Begin Items
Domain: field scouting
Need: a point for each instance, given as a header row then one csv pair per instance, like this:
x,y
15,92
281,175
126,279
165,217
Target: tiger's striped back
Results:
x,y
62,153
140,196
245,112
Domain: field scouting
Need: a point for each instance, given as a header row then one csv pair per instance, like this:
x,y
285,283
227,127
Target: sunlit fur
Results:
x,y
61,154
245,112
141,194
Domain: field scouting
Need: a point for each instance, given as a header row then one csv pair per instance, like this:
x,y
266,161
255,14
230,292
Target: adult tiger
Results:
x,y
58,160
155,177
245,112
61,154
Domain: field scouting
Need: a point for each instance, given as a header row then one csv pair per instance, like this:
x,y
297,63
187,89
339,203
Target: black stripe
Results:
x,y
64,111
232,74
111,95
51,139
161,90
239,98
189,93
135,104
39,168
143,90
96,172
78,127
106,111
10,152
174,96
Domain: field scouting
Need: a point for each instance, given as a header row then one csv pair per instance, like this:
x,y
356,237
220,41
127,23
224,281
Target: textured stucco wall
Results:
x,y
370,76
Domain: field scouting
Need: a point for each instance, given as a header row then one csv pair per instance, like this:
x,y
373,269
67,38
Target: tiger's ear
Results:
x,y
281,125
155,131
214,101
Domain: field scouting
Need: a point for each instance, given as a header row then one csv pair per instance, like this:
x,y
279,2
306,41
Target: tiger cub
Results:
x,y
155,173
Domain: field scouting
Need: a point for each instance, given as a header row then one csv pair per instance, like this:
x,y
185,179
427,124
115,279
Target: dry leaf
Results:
End Items
Begin Items
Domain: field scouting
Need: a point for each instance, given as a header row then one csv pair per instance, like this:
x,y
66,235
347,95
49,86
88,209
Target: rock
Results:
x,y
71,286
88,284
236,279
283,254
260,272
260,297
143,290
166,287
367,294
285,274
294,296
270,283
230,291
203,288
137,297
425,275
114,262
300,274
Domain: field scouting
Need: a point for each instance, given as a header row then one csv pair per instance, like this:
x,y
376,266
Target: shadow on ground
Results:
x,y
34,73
End Items
Return every line in the entries above that contains the string "tiger", treating uppercase and lowercase letters as different.

__Result of this exercise__
Target: tiger's striped back
Target: adult tiger
Target: tiger's ear
Target: tiger cub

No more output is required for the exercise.